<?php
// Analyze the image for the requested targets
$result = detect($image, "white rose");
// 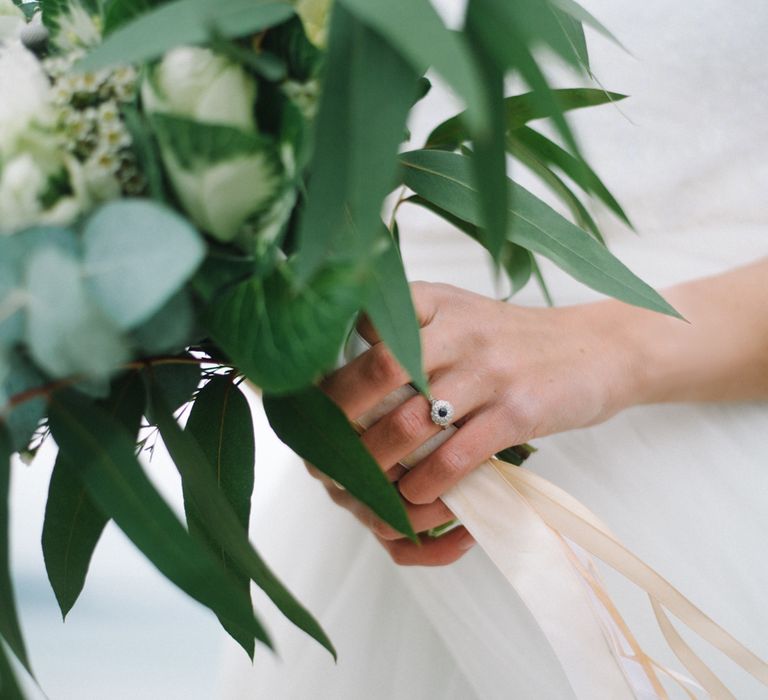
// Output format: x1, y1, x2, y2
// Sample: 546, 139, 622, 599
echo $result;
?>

━━━━

| Goal of the exercise |
Reproduce the listing above verbatim, line for line, and leave the pictures out of your copy.

| Answer |
<?php
// Analyze the image for the requested targets
$result = detect($image, "white rose");
// 
// Output format: x1, y1, x2, y2
// Sample: 546, 139, 622, 599
echo $result;
?>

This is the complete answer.